• **Task to complete**: Find the lines in the records below that contain "green", and report each of them.

[Free-text object descriptions]
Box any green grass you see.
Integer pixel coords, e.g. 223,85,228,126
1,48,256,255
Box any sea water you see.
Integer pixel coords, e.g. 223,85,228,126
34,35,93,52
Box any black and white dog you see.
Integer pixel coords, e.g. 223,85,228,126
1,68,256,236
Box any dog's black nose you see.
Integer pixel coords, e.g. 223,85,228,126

--

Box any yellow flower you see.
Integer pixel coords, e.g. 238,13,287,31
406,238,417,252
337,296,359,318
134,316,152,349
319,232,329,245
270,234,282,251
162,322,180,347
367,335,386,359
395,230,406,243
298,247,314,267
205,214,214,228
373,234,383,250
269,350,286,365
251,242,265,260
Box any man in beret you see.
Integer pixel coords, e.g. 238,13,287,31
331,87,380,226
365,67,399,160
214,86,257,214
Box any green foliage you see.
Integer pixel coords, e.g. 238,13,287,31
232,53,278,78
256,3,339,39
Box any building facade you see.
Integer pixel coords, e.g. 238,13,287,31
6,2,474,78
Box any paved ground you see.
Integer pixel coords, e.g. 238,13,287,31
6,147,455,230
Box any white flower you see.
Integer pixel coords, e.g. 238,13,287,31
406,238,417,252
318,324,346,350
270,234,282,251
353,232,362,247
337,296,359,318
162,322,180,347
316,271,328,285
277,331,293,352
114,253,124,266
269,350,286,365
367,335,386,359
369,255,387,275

• **Exercise output**:
Box any green grass you see.
Box any green foliage you see.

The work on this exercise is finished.